----- Data excerpts -----
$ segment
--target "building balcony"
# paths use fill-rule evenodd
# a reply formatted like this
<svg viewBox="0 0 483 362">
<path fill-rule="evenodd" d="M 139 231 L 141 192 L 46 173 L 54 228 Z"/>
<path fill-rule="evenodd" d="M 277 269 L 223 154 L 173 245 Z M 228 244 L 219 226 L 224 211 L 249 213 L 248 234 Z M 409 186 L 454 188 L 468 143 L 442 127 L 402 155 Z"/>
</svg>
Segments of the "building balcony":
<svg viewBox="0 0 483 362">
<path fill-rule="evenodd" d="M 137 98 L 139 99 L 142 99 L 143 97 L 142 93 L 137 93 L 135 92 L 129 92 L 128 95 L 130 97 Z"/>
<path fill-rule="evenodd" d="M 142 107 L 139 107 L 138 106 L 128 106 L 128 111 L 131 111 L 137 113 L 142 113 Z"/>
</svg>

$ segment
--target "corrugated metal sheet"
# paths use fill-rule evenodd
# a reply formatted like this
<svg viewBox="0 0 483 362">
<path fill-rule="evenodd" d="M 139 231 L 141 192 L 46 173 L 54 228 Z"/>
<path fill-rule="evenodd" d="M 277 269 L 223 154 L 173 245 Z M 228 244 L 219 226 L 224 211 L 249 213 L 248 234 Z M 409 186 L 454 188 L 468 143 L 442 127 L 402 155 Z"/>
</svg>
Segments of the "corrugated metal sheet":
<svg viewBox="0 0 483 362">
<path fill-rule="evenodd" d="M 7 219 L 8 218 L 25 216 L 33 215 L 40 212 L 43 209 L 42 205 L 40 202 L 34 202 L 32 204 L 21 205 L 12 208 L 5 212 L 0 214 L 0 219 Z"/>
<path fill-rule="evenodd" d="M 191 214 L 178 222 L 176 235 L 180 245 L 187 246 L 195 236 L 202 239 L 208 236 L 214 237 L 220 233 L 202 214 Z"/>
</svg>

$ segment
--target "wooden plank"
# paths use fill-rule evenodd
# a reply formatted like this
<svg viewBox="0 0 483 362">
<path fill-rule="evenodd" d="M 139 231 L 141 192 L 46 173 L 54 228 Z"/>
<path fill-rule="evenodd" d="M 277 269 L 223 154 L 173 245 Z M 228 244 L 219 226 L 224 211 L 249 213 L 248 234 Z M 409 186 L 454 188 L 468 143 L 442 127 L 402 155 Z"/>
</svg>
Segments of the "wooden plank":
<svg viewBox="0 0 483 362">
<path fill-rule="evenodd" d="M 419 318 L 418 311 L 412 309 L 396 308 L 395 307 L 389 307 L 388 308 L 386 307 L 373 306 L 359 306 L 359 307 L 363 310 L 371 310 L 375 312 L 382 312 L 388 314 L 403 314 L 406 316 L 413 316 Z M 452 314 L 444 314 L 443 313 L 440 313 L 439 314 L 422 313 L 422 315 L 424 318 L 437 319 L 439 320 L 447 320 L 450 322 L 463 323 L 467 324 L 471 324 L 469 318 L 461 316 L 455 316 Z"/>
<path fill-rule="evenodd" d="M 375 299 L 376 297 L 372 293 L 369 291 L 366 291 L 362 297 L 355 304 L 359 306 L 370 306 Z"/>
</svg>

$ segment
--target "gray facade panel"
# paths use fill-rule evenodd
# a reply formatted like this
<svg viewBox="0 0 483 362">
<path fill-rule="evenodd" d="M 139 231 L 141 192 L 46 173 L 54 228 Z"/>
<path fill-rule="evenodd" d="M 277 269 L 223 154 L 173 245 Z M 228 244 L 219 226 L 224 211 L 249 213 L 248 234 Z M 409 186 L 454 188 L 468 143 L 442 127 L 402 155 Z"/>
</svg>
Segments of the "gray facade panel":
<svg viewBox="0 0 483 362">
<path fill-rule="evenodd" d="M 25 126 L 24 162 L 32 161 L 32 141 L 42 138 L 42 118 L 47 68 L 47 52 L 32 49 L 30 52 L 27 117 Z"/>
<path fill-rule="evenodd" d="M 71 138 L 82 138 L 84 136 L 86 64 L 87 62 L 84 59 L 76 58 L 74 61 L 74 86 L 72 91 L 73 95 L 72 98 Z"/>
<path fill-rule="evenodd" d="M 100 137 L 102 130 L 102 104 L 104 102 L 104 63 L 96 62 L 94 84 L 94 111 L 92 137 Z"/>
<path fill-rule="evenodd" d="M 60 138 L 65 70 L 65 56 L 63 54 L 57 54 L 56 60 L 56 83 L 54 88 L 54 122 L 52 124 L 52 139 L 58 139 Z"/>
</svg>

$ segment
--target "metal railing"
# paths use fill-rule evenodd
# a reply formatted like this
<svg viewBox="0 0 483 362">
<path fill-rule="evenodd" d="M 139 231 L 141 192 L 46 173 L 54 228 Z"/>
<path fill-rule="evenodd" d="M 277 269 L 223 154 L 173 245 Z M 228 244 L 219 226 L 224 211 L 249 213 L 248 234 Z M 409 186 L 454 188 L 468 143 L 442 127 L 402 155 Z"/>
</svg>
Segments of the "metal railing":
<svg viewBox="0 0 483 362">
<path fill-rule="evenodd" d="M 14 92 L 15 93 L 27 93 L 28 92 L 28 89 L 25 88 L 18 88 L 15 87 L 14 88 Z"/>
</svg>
-----
▶ **Exercise objective**
Take the records above and return them exactly as written.

▶ **Exercise solution**
$ segment
--target "building balcony"
# paths use fill-rule evenodd
# a reply formatted like this
<svg viewBox="0 0 483 362">
<path fill-rule="evenodd" d="M 139 231 L 141 192 L 46 173 L 54 228 Z"/>
<path fill-rule="evenodd" d="M 277 269 L 223 154 L 173 245 Z M 228 244 L 219 226 L 224 211 L 249 213 L 248 234 Z M 409 186 L 454 188 L 468 143 L 442 127 L 402 155 Z"/>
</svg>
Segments of the "building balcony":
<svg viewBox="0 0 483 362">
<path fill-rule="evenodd" d="M 137 98 L 139 99 L 142 99 L 143 97 L 142 93 L 137 93 L 135 92 L 129 92 L 128 95 L 130 97 Z"/>
<path fill-rule="evenodd" d="M 142 107 L 139 107 L 138 106 L 128 106 L 128 111 L 131 111 L 137 113 L 142 113 Z"/>
</svg>

$ segment
--target "corrugated metal sheet"
# paths use fill-rule evenodd
# a reply formatted like this
<svg viewBox="0 0 483 362">
<path fill-rule="evenodd" d="M 139 231 L 141 192 L 46 173 L 54 228 Z"/>
<path fill-rule="evenodd" d="M 277 269 L 223 154 L 173 245 Z M 228 244 L 219 226 L 224 211 L 249 213 L 248 234 Z M 409 186 L 454 188 L 468 143 L 442 127 L 402 155 Z"/>
</svg>
Segments of the "corrugated metal sheet":
<svg viewBox="0 0 483 362">
<path fill-rule="evenodd" d="M 7 219 L 8 218 L 25 216 L 33 215 L 40 212 L 43 209 L 42 205 L 40 202 L 34 202 L 32 204 L 21 205 L 12 208 L 5 212 L 0 214 L 0 219 Z"/>
<path fill-rule="evenodd" d="M 191 214 L 178 222 L 176 235 L 180 245 L 187 246 L 195 236 L 202 239 L 208 236 L 214 237 L 220 233 L 202 214 Z"/>
</svg>

$ segment
--target "wooden plank"
# paths use fill-rule evenodd
# a reply formatted like this
<svg viewBox="0 0 483 362">
<path fill-rule="evenodd" d="M 139 231 L 141 192 L 46 173 L 54 228 Z"/>
<path fill-rule="evenodd" d="M 277 269 L 223 154 L 173 245 Z M 228 244 L 219 226 L 224 211 L 249 213 L 248 234 Z M 409 186 L 454 188 L 468 143 L 442 127 L 402 155 Z"/>
</svg>
Segments of the "wooden plank":
<svg viewBox="0 0 483 362">
<path fill-rule="evenodd" d="M 419 318 L 418 311 L 412 309 L 396 308 L 395 307 L 389 307 L 388 308 L 386 307 L 373 306 L 359 306 L 359 307 L 363 310 L 371 310 L 375 312 L 382 312 L 388 314 L 403 314 L 406 316 L 413 316 Z M 452 314 L 444 314 L 443 313 L 440 313 L 439 314 L 422 313 L 422 315 L 424 318 L 437 319 L 439 320 L 447 320 L 450 322 L 463 323 L 467 324 L 471 324 L 469 318 L 461 316 L 455 316 Z"/>
<path fill-rule="evenodd" d="M 375 299 L 376 297 L 372 293 L 369 291 L 366 291 L 362 297 L 355 304 L 359 306 L 370 306 Z"/>
</svg>

$ segment
--target "gray facade panel"
# paths use fill-rule evenodd
# a reply formatted like this
<svg viewBox="0 0 483 362">
<path fill-rule="evenodd" d="M 139 231 L 141 192 L 46 173 L 54 228 Z"/>
<path fill-rule="evenodd" d="M 277 269 L 223 154 L 173 245 Z M 228 244 L 219 226 L 224 211 L 249 213 L 248 234 Z M 409 186 L 454 188 L 468 143 L 442 127 L 402 155 Z"/>
</svg>
Segments of the "gray facade panel":
<svg viewBox="0 0 483 362">
<path fill-rule="evenodd" d="M 25 126 L 24 162 L 32 161 L 32 141 L 42 138 L 42 118 L 47 68 L 47 52 L 32 49 L 30 52 L 27 117 Z"/>
<path fill-rule="evenodd" d="M 71 138 L 82 138 L 84 136 L 86 64 L 87 62 L 84 59 L 76 58 L 74 61 L 74 86 L 72 91 L 73 95 L 72 98 Z"/>
<path fill-rule="evenodd" d="M 100 137 L 102 130 L 102 104 L 104 102 L 104 63 L 96 62 L 94 84 L 94 111 L 92 137 Z"/>
<path fill-rule="evenodd" d="M 60 138 L 65 70 L 65 56 L 63 54 L 57 54 L 56 60 L 56 83 L 54 88 L 54 122 L 52 124 L 52 139 L 58 139 Z"/>
</svg>

$ segment
--target "metal railing"
# paths use fill-rule evenodd
# a reply formatted like this
<svg viewBox="0 0 483 362">
<path fill-rule="evenodd" d="M 139 231 L 141 192 L 46 173 L 54 228 Z"/>
<path fill-rule="evenodd" d="M 277 269 L 223 154 L 173 245 Z M 228 244 L 219 226 L 224 211 L 249 213 L 248 234 Z M 409 186 L 454 188 L 468 143 L 442 127 L 402 155 Z"/>
</svg>
Segments of the "metal railing":
<svg viewBox="0 0 483 362">
<path fill-rule="evenodd" d="M 14 92 L 15 93 L 27 93 L 28 92 L 28 89 L 25 88 L 18 88 L 15 87 L 14 88 Z"/>
</svg>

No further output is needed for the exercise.